SET PROBLEM:
Revise the material below by replacing every "setting one point per instance" with "placing one point per instance", keeping all other text unchanged. Omit the pictures from your output.

[Excerpts of location labeling data]
--*--

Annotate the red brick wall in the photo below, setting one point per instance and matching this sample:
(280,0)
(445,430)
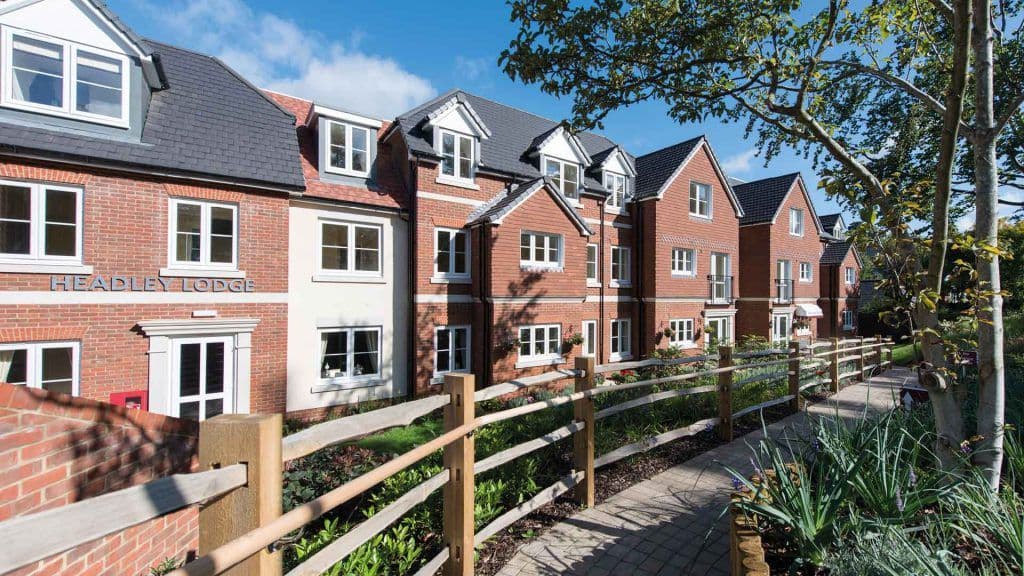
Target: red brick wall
(55,450)
(125,230)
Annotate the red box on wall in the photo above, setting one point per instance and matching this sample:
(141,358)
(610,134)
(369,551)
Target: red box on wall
(134,399)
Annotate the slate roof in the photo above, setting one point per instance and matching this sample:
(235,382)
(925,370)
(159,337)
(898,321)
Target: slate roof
(507,201)
(385,191)
(655,168)
(835,252)
(209,122)
(513,132)
(761,199)
(828,220)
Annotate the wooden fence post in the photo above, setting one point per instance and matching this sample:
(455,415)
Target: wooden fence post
(725,394)
(861,357)
(835,364)
(459,455)
(583,441)
(795,375)
(255,441)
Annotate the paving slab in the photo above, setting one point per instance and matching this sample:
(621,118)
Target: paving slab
(673,523)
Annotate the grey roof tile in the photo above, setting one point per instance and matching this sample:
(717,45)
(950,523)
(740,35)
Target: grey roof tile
(655,168)
(761,199)
(513,133)
(209,122)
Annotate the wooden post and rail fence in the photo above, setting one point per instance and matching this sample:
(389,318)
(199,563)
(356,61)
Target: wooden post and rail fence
(243,457)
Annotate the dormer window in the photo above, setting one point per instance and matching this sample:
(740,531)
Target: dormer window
(565,175)
(619,194)
(349,149)
(60,78)
(458,158)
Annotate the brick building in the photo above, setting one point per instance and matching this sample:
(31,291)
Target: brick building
(779,248)
(689,247)
(840,274)
(142,189)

--*--

OUTPUT BELOW:
Annotate the red brick wall in the photo below, placing one point per instance and matching this sample:
(280,0)
(445,430)
Target: red brick wall
(55,450)
(125,230)
Annotate the red box on wall in the photo above, placing one point per instance and matching this sample:
(141,358)
(610,134)
(369,551)
Target: red box on wall
(134,399)
Annotate the slate roof in the photo above, placing one point per instance and matching this sample:
(235,382)
(925,370)
(159,337)
(898,321)
Target: slate roof
(507,201)
(385,191)
(655,168)
(835,252)
(209,122)
(513,132)
(761,199)
(828,220)
Annotate the wooden fence post in the photo above, placing one point per instance and matching this sample:
(455,415)
Target: wooden fence post
(725,394)
(861,357)
(835,364)
(459,455)
(583,441)
(795,375)
(255,441)
Annotate the paving slab in the photo above, placing one point per instance and matching this sample:
(621,118)
Target: paving slab
(673,523)
Annotate the grey roof tile in the photo above, placing one point per instance and matching this sample:
(717,45)
(950,523)
(740,35)
Target: grey roof tile
(655,168)
(761,199)
(513,133)
(209,122)
Annotate the wooden post and rail fence in the photo above, placing one point per instance and matching this sample:
(389,318)
(199,563)
(356,61)
Target: wooden post and rail fence
(243,457)
Annotate the dormer window in the photo above, placing one point per instance and matching this sample:
(740,531)
Target: dormer window
(565,175)
(619,194)
(349,149)
(60,78)
(458,158)
Annotate the brick building in the photo above, placing one point per instance and matching this sample:
(31,291)
Target: brick building
(779,248)
(689,247)
(840,274)
(142,189)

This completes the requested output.